How to complete this task: What you return must be an exact copy of the lines in the listing below between the line holding "Would you be able to mark the dark" and the line holding "Would you be able to mark the rink", inclusive, and nothing more.

-- Records provided follows --

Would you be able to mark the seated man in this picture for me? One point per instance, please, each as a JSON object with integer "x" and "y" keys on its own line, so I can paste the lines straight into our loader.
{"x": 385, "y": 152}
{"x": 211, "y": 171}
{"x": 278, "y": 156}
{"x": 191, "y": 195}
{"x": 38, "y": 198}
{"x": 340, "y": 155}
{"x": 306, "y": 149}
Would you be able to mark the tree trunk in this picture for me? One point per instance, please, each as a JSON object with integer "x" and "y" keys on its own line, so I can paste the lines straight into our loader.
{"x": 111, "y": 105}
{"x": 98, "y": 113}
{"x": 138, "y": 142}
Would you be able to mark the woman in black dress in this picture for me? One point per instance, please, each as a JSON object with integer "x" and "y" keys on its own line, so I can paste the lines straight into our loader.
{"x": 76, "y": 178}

-- Records provided concluded --
-- Records provided follows --

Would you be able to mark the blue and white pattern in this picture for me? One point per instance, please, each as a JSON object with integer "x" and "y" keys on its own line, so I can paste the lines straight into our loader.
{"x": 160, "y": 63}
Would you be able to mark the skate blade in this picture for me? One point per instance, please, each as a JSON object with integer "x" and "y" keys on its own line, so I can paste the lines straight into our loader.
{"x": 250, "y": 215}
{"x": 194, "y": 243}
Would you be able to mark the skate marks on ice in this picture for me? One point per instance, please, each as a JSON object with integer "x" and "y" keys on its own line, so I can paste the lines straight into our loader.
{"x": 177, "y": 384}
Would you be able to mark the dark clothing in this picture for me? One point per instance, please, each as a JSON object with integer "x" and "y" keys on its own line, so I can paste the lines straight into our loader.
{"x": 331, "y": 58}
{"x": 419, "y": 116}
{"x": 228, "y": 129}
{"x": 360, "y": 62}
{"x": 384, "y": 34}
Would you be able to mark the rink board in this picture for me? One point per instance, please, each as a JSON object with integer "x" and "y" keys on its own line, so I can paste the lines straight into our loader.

-- Records provided concluded --
-- Records provided follows --

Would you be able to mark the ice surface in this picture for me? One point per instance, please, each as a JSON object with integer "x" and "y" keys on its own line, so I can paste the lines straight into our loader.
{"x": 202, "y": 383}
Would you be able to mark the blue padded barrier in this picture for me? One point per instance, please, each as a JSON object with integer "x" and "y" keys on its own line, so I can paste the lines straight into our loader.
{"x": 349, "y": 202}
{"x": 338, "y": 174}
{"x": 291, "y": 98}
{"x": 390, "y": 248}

-- Records provided concluded --

Exercise solution:
Would you be able to mark the dark clothing in this picture for me? One point per instance, please, each as a JSON object with integer "x" and "y" keys on its own line, so I can paste the lines straight into our loader.
{"x": 331, "y": 58}
{"x": 419, "y": 116}
{"x": 228, "y": 129}
{"x": 360, "y": 62}
{"x": 384, "y": 34}
Would you be able to mark the rink board in this picture for me? One point per instance, please, each as a JSON object with integer "x" and "y" keys on its own line, so I can paste the lines straight into our loader.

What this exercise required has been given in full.